EXTRACTED TEXT
▽
After the names of these jurors have been entered of record, the clerk shall write their names (not less than 24, nor more than 30) on separate slips of paper as near the same size and appearance as may be, and these names (not less than 24, nor more than 30) he shall deposit in a suitable box with a sliding lid, and when a jury is wanted for the trial of a case these papers shall be well mixed in *538 this box, and the names shall be drawn therefrom. See section 2265. For the trial of a civil case, as this was, the clerk draws 18 names, which he shall write as drawn, on two slips of paper. If any of those called are excused for cause, the clerk will draw from the box other names to supply the vacancies. Then the parties may make their peremptory challenges. See section 2267, Kentucky Statutes.

"It is the duty of the court to see that, when these lists are submitted to the litigants, none but qualified jurors are on them." L. N. R. Co. v. King, 161 Ky. 324, 170 S.W. 938, and Shellman v. Louisville Ry. Co., 147 Ky. 526,144 S.W. 1060. It is no answer to this to argue that 18 men can be drawn from a panel of 20, just as well as from a panel of not less than 24, nor more than 30. The Legislature thought otherwise, and its will we must obey. A litigant, if he does not waive this right, is entitled to have a list submitted to him of 18qualified jurors, drawn from a panel of not less than 24, normore than 30. He is entitled by the statute to have these 18 jurors so drawn. To have a jury selected as thus provided is a substantial right of a litigant, and, as the Connecticut Fire Insurance Company was compelled to go to trial before a jury not so selected, the error was prejudicial to its substantial rights.
△
Stored entries
▽
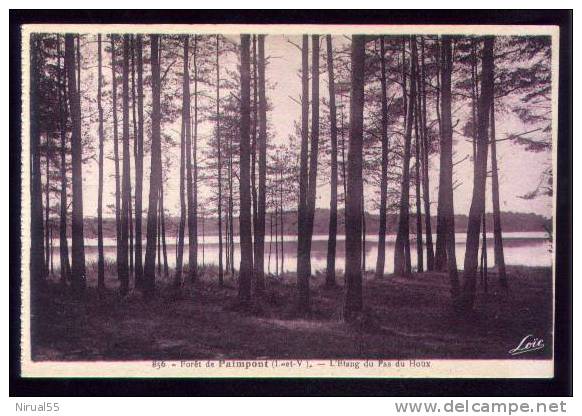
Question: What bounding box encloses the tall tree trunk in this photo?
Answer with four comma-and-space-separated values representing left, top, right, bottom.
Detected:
128, 35, 137, 284
183, 36, 198, 281
297, 35, 319, 312
57, 35, 71, 284
110, 35, 121, 278
412, 58, 424, 272
306, 35, 319, 275
344, 35, 366, 321
30, 34, 46, 286
140, 35, 162, 297
434, 37, 450, 272
326, 35, 337, 287
216, 35, 224, 286
97, 34, 105, 291
394, 35, 416, 276
174, 105, 190, 287
435, 36, 459, 306
228, 127, 236, 277
279, 166, 285, 273
274, 205, 279, 277
460, 36, 494, 311
44, 132, 51, 272
376, 36, 388, 279
193, 35, 198, 281
117, 35, 130, 296
65, 34, 86, 295
254, 35, 267, 294
251, 35, 258, 256
298, 35, 311, 312
481, 212, 488, 293
160, 180, 170, 280
420, 36, 438, 271
50, 221, 55, 276
491, 99, 507, 287
238, 35, 254, 304
135, 35, 144, 288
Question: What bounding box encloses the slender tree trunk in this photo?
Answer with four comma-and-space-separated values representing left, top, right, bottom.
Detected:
117, 35, 130, 296
44, 132, 51, 272
65, 34, 86, 295
50, 221, 55, 276
279, 166, 285, 273
57, 35, 71, 284
434, 37, 450, 272
376, 36, 388, 279
127, 35, 137, 279
297, 35, 319, 312
110, 35, 121, 278
394, 35, 416, 276
184, 36, 198, 281
140, 35, 162, 297
193, 35, 204, 281
267, 211, 273, 274
298, 35, 311, 312
491, 99, 507, 287
156, 202, 162, 278
344, 35, 366, 321
306, 35, 319, 275
360, 200, 366, 274
420, 36, 438, 271
481, 212, 488, 293
174, 107, 190, 287
202, 214, 206, 267
412, 63, 424, 272
326, 35, 337, 287
97, 34, 105, 291
30, 34, 45, 286
135, 35, 144, 288
216, 35, 224, 286
251, 35, 258, 256
254, 35, 267, 294
275, 206, 279, 277
460, 36, 494, 311
436, 36, 460, 306
238, 35, 254, 304
228, 127, 236, 277
160, 180, 170, 280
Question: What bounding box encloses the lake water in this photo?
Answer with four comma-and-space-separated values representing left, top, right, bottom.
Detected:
53, 232, 552, 273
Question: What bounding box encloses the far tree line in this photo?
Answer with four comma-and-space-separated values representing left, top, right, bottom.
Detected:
30, 34, 551, 320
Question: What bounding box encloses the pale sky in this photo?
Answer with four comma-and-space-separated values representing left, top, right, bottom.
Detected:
74, 35, 552, 217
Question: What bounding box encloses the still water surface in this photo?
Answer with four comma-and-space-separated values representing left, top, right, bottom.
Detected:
53, 232, 552, 273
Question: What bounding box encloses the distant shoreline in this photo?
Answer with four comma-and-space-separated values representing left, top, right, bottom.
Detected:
66, 208, 552, 239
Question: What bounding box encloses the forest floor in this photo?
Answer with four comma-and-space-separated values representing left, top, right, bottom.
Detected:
32, 265, 552, 361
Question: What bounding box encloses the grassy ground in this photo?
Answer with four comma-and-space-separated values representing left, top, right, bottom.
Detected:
32, 265, 552, 360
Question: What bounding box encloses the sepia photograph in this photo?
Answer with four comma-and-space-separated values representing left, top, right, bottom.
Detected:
20, 24, 567, 379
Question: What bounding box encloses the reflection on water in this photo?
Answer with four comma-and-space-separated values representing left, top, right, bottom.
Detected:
53, 232, 552, 273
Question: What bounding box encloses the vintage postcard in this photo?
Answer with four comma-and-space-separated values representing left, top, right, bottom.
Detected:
21, 24, 560, 378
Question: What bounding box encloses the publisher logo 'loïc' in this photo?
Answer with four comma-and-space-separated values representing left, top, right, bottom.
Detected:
508, 334, 545, 355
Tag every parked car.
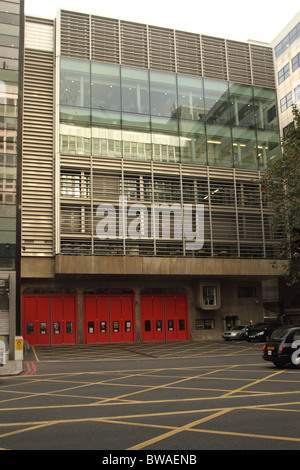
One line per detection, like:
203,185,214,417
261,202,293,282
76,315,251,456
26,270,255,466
247,322,282,341
263,325,300,368
223,325,247,341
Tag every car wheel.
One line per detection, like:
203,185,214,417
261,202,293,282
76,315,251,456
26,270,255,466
273,361,283,368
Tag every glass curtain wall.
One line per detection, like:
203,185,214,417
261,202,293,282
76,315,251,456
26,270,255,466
60,58,280,169
0,0,20,268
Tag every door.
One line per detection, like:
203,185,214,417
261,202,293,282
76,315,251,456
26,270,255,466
141,295,188,341
23,295,77,345
84,294,134,343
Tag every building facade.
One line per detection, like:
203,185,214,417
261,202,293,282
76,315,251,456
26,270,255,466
0,0,24,356
22,11,280,344
272,11,300,134
272,12,300,324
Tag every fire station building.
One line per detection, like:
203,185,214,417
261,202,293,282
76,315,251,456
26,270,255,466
21,11,280,345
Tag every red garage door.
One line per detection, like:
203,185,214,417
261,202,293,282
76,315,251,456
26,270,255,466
23,295,77,345
141,295,189,341
84,294,134,343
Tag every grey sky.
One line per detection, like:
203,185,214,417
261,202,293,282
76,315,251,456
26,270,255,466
25,0,300,42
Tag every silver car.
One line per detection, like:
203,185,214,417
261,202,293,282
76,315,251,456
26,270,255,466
223,325,248,341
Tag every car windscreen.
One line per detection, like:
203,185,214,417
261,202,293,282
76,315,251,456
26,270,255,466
271,326,289,341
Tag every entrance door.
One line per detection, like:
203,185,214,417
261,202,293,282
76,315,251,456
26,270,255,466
84,294,134,343
141,295,188,341
23,295,77,345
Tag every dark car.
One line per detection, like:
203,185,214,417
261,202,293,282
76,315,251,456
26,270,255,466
263,325,300,368
247,322,281,341
223,325,247,341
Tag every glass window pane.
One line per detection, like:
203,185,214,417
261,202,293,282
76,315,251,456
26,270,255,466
253,87,279,130
180,121,207,165
122,113,150,132
92,62,121,111
92,127,122,158
121,67,150,114
204,79,230,124
232,127,258,169
178,75,204,121
92,109,121,128
152,133,179,162
229,83,255,127
257,131,280,169
207,125,232,167
60,124,91,155
151,116,178,134
60,106,91,126
122,130,151,160
150,70,177,117
60,58,90,108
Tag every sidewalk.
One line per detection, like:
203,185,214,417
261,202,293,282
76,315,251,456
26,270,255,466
0,361,23,377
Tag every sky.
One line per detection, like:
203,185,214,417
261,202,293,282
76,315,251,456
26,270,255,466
25,0,300,43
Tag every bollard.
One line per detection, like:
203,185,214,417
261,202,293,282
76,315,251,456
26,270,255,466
0,340,6,367
15,336,23,361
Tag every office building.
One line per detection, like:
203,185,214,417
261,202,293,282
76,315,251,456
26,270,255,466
271,11,300,324
22,10,280,344
271,11,300,135
0,0,24,358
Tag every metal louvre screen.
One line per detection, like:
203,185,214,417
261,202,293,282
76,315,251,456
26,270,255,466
60,10,275,88
56,157,274,258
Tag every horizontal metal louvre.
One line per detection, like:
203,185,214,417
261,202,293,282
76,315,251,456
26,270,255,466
149,26,176,72
121,21,148,68
61,11,90,59
56,157,280,258
226,41,252,85
91,16,120,64
202,36,227,80
250,44,276,88
22,49,54,256
61,11,275,88
175,31,202,77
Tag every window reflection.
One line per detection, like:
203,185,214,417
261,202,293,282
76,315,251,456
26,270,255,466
122,131,151,160
91,62,121,111
257,131,280,169
60,124,91,155
150,70,177,117
180,121,207,165
121,67,150,114
178,75,204,121
229,83,255,128
92,127,122,158
204,79,230,125
253,87,279,130
207,125,232,167
60,58,90,107
232,128,257,168
59,58,280,169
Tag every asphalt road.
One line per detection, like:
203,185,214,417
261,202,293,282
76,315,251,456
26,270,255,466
0,341,300,454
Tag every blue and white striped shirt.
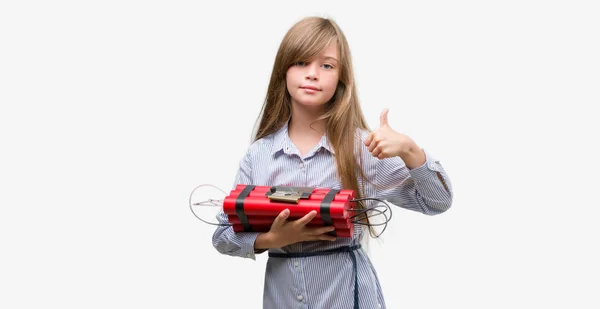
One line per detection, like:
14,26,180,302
212,124,452,309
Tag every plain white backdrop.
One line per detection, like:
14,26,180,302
0,0,600,308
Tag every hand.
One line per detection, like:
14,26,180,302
364,108,420,159
268,209,336,248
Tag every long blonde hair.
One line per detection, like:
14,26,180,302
254,17,372,236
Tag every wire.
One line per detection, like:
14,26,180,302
189,184,232,226
350,197,392,238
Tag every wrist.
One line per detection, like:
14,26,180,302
254,232,274,249
400,144,427,169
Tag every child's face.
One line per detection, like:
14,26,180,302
286,42,340,106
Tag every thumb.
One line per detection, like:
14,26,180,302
271,209,290,227
379,108,390,127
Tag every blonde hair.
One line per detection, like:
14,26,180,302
254,17,373,237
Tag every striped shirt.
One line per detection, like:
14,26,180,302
212,124,452,309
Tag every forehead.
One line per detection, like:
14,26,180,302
319,41,339,59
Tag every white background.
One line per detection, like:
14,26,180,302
0,0,600,308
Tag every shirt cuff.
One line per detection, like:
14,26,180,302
409,149,442,180
239,232,266,260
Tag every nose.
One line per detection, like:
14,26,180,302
305,61,319,80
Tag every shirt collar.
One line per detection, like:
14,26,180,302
271,120,335,155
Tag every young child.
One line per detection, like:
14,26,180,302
212,17,452,309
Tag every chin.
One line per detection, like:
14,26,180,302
296,100,327,107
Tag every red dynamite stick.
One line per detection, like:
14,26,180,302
223,196,351,219
229,191,355,203
230,185,356,200
232,224,354,238
228,215,352,229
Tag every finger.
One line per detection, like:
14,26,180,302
365,132,373,147
379,108,390,127
296,210,317,226
308,226,335,236
317,234,337,241
369,140,379,152
271,209,290,227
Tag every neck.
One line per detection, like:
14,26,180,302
288,102,326,138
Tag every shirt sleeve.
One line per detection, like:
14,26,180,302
212,148,266,260
375,150,453,215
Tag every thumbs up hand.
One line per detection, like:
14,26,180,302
364,108,426,168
△
EXERCISE INSTRUCTIONS
a) Which lines of the records contain the word "window"? Return every such line, matching case exactly.
b) Could you carry on the court opinion on jury selection from the point where it stops?

RESPONSES TO THE TASKS
a)
Tag every glass window pane.
Tag every window reflection.

b)
Its next ground for a new trial is that the court erred in refusing to instruct the jury peremptorily to find for it at the close of plaintiff's evidence, and erred in overruling a similar motion made at the close of all the evidence. This contention is founded on the limitations of its agents' authority, which it had pleaded in its rejoinder. The insurance company here, being a corporation, necessarily must do business through agents. It has power to select such agents as it wishes and to give to them such power as it sees fit. It may classify its agents and give more power to some agents than to others, and we have, in recent cases, recognized this right. See Continental Ins. Co. v. Simpson, 220 Ky. 167, 294 S.W. 1048; Continental Ins. Co., v. Farlan, 219 Ky. 462, 293 S.W. 952; Commonwealth Life Ins. Co. v. Vanhoose, 208 Ky. 741,271 S.W. 1062; Miles v. National Union Fire Ins. Co., 201 Ky. 179,256 S.W. 7; Metropolitan Life Ins. Co. v. Davis, 219 Ky. 335,292 S.W. 774; Staples v. Continental Ins. Co., 223 Ky. 842, 5 S.W.2d 265. If this limitation, which the defendant has pleaded here, were all there is contained in this policy, upon the subject of *539 authority of Cubbage Herndon, the answer would be easy; but at the close of this policy, and above the printed signatures of its president and its secretary, we find this:

"In witness whereof, this company has caused these presents to be signed by its president and attested by its secretary, in the city of Hartford and state of Connecticut; but this policy shall not be valid unless countersigned by the duly authorized agent of the company at Pleasureville, Kentucky."

Beneath the printed signatures of those officers, we find this:

"Countersigned by the agent at Pleasureville, Kentucky, this 21st day of May, 1924. Cubbage Herndon, Agents."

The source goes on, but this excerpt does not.